* _Источник_
((

Причины создавшейся ситуации неоднозначны. Выше мы уже сказали о «приблизительности» самого термина. В самом деле, что это значит – русская идея? Это некая цель, без стремления к достижению которой существование нас, русских, теряет смысл? Или обозначение нашего предназначения в мировой истории? Или нечто изначально присущее русским, та сердцевина, стержень, вокруг которого строится весь наш душевный, эмоциональный, волевой облик?

Не говорю уже о бесконечных попытках четко сформулировать, что такое «русское» или «национальное», – вокруг этих вопросов ломается по сию пору немало копий. А вместе с тем, повторяем, прочность вхождения в наш обиход понятия «русская идея» указывает на его правомерность и общее молчаливое согласие его употреблять.

))

* _Предоставленные записи_
((

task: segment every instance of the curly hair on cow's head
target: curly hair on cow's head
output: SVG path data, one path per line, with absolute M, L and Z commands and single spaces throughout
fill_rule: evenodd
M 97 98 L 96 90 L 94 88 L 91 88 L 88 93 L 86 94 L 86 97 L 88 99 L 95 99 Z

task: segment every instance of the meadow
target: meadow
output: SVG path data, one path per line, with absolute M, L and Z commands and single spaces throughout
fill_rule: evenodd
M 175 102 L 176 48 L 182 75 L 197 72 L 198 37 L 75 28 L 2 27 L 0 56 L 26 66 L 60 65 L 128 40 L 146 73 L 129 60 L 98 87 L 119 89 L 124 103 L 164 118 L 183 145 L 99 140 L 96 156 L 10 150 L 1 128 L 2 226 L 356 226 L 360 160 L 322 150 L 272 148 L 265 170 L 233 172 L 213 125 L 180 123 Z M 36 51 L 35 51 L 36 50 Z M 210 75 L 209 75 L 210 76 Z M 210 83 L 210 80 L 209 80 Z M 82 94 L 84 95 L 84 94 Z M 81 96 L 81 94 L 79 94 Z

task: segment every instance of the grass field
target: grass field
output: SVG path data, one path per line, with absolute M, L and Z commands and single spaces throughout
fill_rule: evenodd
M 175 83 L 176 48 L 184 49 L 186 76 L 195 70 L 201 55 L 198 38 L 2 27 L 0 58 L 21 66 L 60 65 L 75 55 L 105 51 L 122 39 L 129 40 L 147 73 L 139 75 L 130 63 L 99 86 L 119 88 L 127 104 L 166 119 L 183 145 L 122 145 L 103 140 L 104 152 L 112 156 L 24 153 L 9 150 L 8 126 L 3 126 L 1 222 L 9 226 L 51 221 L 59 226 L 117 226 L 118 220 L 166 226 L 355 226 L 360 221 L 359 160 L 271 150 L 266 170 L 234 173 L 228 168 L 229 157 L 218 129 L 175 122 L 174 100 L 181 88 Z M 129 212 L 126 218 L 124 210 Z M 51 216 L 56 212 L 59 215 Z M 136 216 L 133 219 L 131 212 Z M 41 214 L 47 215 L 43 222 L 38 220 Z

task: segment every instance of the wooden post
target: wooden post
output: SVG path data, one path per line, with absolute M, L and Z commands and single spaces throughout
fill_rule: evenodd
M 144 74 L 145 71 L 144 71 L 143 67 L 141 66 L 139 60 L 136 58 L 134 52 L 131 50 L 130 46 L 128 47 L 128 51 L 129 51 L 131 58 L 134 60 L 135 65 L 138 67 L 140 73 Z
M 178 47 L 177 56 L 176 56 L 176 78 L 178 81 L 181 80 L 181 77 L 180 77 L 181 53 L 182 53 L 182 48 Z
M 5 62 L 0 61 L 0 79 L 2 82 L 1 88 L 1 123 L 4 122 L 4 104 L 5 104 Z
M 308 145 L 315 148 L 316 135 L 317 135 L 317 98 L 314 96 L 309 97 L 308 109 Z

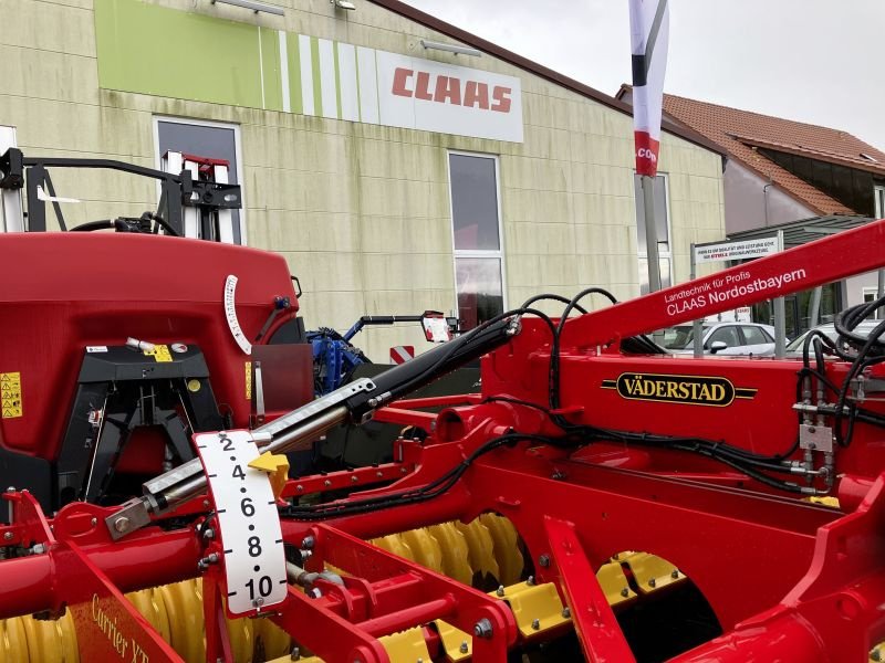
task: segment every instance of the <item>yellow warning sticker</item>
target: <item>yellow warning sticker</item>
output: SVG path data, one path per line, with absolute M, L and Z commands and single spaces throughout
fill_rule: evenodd
M 155 361 L 171 361 L 173 355 L 169 352 L 169 346 L 157 345 L 153 350 L 143 350 L 148 357 L 154 357 Z
M 0 373 L 0 417 L 14 419 L 22 413 L 21 373 Z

))

* _Что сделать_
- a) Выведите без изменений строки из записей: всё от строки, где есть «task: segment every instance of the meadow», вниз до строки, где есть «M 175 102 L», включая обе.
- b) Подхватите, пожалуйста, текст о русской идее и продолжите его после последнего предложения.
Текст о русской идее и записи между собой никак не связаны.

* _Список ответов_
- a)
task: segment every instance of the meadow
target: meadow
output: SVG path data, one path per line, with absolute M, L and Z commands and single spaces throughout
fill_rule: evenodd
M 175 102 L 176 48 L 182 75 L 197 72 L 198 37 L 75 28 L 2 27 L 0 56 L 26 66 L 60 65 L 128 40 L 146 73 L 129 60 L 98 87 L 119 89 L 124 103 L 164 118 L 183 145 L 99 140 L 96 156 L 10 150 L 1 128 L 2 226 L 356 226 L 360 160 L 322 150 L 272 148 L 265 170 L 233 172 L 213 125 L 180 123 Z M 36 51 L 35 51 L 36 50 Z M 210 75 L 209 75 L 210 76 Z M 210 83 L 210 80 L 209 80 Z M 82 94 L 84 95 L 84 94 Z M 81 96 L 81 94 L 79 94 Z

- b)
Есть и другая, еще большая сложность. Возможна ли общая русская идея в стране с резкой поляризацией народа? В стране, где, по известной поговорке, одни (большинство) страдают от того, что суп жидкий, а другие (меньшинство) – от того, что жемчуг мелкий? Где все однозначно радуются, пожалуй, только очередной (редкой) победе футбольной сборной? Где одни искренне верят в Бога, другие – лишь смутно ощущают, что «там что-то есть», третьи искренне убеждены, что «там» ничего нет? Перечень таких различий можно продолжить. Видимо, сразу надо примириться с тем, что скроить «башмак по всем ногам» (из полузабытого стихотворения Николая Гумилева «Искусство») не удастся. Сейчас всех может объединить только одна большая беда – война, природный катаклизм или что-то в этом роде, от чего упаси нас Бог. Да и тогда общая идея будет – победить, выжить, спастись (сродни «народосбережению»). Но ведь речь идет не об этом.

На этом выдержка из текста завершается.